Woodland Hills Loses Some of Its Signature Trees


City crews began cutting down 39 diseased California pepper trees Tuesday along a stretch of Canoga Avenue from Ventura Boulevard to Arcos Drive that historians say are part of an original grove that gave Woodland Hills its name.

The trees--sealed off with yellow warning tape and barricades--are close to death and will be removed, said Robert Wallace, an arborist hired by the city to inspect the decades-old trees.

Some residents argued at a public meeting Monday that the 300 trees on Canoga Avenue hold historic value and the city should find a way to save them. Gordon Murley, president of the Woodland Hills Homeowners Organization, said that when he moved into his home in 1966, pepper trees stretched overhead from each side of Canoga Avenue.


“The pepper trees used to go down to Victory Boulevard. It was beautiful,” Murley said. “It was almost a canopy.”

A 1982 account in “The History of Woodland Hills and Girard” by Richard Cacioppo details how the original 1920s community of Girard came to be renamed Woodland Hills because of trees planted by developer Victor Girard.

Girard marketed the arid 2,886-acre West Valley ranchland south of Ventura Boulevard as a weekend retreat for Los Angeles residents through his Boulevard Land Co. He realized it needed trees to have a real country look for potential buyers.

Under Girard’s plan, pepper trees were lined up along Canoga Avenue between Victory Boulevard on the north and Mulholland Drive on the south. When Warner Center was developed in the 1970s, the pepper trees between Victory and Ventura boulevards were chopped down to widen the two-lane street.

→ **Exercise goal**:
Pick up the news article on the Canoga Avenue pepper trees after its last sentence and write the next few paragraphs.

→ **Information given**:
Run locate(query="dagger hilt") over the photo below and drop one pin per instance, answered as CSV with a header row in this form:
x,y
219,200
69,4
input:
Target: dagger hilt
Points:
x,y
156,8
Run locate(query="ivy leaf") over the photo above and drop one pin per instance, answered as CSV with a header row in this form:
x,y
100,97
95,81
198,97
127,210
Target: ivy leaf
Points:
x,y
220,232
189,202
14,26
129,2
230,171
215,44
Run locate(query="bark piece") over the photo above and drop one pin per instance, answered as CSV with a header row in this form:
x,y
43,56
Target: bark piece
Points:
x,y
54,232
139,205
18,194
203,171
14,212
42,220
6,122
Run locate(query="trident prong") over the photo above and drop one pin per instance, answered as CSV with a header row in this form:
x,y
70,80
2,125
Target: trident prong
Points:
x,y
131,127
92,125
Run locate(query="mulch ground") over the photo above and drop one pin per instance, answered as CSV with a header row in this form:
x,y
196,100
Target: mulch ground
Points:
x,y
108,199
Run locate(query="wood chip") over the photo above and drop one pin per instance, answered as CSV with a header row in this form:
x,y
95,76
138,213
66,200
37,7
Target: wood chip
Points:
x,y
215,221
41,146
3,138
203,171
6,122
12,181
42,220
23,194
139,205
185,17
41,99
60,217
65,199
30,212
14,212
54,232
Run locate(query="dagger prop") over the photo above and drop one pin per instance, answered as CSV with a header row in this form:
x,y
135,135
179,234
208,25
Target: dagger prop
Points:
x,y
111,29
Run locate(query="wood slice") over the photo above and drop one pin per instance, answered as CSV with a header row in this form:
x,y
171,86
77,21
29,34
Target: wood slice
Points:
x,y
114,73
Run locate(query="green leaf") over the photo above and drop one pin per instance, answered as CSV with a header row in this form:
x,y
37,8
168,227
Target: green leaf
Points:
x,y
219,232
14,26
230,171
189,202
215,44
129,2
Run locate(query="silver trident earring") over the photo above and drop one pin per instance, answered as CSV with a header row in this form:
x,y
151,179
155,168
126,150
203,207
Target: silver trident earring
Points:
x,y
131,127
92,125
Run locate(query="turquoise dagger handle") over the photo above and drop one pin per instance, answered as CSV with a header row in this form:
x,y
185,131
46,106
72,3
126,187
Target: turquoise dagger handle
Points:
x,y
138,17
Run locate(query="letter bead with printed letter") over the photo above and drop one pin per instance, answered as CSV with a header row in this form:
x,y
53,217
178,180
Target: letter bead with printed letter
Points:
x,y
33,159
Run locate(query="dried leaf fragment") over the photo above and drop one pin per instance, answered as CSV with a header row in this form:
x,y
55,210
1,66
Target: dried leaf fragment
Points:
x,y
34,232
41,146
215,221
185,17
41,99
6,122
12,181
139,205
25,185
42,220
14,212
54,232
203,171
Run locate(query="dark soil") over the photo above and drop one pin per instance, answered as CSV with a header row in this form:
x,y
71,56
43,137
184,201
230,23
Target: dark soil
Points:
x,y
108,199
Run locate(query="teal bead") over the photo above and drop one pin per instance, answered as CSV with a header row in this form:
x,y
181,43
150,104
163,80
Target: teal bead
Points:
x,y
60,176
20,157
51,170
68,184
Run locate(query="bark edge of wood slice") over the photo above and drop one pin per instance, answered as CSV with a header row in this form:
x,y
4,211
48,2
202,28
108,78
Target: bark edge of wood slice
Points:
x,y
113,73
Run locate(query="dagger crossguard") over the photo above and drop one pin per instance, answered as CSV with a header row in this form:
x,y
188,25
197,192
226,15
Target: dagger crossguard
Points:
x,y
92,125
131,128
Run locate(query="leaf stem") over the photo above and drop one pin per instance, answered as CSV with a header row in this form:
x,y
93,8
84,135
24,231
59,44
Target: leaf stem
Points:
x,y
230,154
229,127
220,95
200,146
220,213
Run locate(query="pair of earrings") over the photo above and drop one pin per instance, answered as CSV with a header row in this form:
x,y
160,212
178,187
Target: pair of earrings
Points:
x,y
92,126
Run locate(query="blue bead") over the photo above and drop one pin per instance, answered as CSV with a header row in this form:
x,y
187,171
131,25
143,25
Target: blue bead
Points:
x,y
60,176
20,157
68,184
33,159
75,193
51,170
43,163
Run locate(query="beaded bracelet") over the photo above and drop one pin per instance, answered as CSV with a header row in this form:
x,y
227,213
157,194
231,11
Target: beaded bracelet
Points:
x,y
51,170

→ **Exercise result**:
City Councilwoman Cindy Miscikowski called Monday’s meeting, attended by about 25 residents, to inform the public of the need to remove 39 of the 167 trees Wallace inspected. The remaining trees will be pruned and monitored for decay and possible removal, said George Gonzalez, chief forester for the Los Angeles Bureau of Street Services.

“As a consulting arborist, I’m putting my name on the line saying these 39 trees should be removed based on my life experiences,” Wallace said Monday night. “A few days ago, one of the trees suggested for removal fell. Thank God the homeowner wasn’t driving up when that tree fell.” The tree fell on Jan. 12 in the 5000 block of Canoga, Gonzalez said.


No matter how beautiful they are or once were, the pepper trees pose a hazard for which the city does not want to be held liable, officials said.

Gonzalez said the process of removing the trees and grinding the stumps should take about two weeks, and new trees will be planted in their place, he said.

California pepper trees will be replanted where possible, he said.